## Task goal
Starting at the line that contains "Where can you spot the cracked rock" and ending with the last line of the data, reproduce every line in full. Multiply each coordinate value by 0.45 and round it to a whole number, rounding halves up; leave the rest of the wording as is.
start
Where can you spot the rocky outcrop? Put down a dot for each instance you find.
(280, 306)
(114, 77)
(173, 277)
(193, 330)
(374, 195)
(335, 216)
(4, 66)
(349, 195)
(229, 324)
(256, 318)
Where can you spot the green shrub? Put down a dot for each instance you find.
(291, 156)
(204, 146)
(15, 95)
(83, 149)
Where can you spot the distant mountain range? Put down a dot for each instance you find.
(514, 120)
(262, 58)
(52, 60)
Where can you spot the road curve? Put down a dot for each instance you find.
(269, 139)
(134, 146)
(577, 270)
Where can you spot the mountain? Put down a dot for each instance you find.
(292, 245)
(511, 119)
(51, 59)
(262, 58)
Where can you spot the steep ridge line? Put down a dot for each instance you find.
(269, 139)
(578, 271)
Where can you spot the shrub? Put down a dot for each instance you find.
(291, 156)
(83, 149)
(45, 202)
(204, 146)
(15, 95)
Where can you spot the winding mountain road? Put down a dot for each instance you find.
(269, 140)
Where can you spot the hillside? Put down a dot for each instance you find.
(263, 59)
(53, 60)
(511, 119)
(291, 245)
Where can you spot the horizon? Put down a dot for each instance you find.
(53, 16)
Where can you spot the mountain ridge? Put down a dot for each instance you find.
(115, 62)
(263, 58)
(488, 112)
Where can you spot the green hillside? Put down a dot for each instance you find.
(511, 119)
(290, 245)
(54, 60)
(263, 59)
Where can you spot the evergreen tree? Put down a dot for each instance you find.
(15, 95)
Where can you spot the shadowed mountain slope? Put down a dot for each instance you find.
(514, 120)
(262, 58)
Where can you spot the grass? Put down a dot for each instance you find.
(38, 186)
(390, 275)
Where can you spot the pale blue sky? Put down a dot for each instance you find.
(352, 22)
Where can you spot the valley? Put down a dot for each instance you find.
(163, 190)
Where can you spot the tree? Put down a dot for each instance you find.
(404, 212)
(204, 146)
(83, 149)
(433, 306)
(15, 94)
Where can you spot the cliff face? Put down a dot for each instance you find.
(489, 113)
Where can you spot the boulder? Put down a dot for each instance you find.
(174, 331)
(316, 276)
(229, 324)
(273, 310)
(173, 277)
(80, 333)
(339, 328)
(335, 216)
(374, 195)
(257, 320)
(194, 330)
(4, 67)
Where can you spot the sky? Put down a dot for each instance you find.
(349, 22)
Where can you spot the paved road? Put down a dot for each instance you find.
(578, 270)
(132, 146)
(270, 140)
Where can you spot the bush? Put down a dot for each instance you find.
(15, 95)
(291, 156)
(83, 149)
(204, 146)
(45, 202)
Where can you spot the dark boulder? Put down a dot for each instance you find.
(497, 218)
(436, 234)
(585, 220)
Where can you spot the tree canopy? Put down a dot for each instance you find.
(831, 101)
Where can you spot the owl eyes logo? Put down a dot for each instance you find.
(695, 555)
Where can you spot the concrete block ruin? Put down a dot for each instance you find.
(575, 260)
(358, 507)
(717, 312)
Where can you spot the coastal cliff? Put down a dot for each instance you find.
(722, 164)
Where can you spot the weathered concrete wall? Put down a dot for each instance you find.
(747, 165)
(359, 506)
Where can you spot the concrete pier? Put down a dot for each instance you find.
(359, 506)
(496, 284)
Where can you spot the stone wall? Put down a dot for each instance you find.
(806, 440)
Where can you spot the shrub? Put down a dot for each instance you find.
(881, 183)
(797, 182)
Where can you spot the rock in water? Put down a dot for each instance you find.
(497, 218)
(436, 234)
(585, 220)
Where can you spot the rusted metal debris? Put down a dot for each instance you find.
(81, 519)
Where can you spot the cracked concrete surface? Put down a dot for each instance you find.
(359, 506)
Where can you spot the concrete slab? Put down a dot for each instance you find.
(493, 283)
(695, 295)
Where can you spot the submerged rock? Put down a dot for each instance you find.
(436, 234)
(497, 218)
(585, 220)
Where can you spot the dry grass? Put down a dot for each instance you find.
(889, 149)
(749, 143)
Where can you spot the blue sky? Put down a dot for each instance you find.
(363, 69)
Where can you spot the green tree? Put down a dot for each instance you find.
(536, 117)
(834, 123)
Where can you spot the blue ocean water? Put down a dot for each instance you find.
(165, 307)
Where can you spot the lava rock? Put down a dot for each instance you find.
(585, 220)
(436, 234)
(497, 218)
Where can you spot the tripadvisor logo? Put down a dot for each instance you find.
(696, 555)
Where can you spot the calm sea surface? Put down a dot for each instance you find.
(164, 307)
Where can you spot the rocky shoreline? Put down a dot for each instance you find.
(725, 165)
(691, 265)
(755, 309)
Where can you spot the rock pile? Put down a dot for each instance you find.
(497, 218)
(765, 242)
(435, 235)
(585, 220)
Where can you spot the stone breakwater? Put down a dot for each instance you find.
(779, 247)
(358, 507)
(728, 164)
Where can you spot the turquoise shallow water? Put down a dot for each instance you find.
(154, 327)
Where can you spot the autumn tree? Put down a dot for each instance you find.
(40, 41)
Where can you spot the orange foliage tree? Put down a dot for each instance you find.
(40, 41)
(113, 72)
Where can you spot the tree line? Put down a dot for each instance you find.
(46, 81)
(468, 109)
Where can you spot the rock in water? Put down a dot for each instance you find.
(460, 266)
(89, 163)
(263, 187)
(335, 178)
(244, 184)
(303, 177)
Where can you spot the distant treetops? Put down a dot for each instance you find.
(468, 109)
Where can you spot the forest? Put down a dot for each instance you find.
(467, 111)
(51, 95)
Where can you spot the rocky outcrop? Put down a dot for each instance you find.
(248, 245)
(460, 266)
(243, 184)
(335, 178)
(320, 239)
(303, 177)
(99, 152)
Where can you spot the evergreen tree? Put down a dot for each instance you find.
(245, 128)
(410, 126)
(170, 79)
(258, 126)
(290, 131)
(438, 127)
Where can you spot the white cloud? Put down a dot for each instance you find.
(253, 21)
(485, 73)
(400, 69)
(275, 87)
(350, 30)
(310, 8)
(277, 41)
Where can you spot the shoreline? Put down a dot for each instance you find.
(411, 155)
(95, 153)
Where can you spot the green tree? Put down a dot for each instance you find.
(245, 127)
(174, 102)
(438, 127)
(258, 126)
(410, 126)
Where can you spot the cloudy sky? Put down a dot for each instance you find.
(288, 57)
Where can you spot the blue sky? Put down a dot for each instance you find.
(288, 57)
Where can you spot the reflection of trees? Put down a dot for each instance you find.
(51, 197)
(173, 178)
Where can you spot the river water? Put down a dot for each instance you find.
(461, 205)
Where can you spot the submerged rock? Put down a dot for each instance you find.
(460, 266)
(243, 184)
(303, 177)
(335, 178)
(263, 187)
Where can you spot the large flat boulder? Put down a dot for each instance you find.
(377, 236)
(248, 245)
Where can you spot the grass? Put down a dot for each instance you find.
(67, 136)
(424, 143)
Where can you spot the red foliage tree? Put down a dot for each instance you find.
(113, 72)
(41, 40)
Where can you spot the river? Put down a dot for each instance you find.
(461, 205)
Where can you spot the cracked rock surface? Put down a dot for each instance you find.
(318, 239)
end
## Output of the exercise
Where can you spot the cracked rock surface? Put down a dot for each instance you find.
(143, 108)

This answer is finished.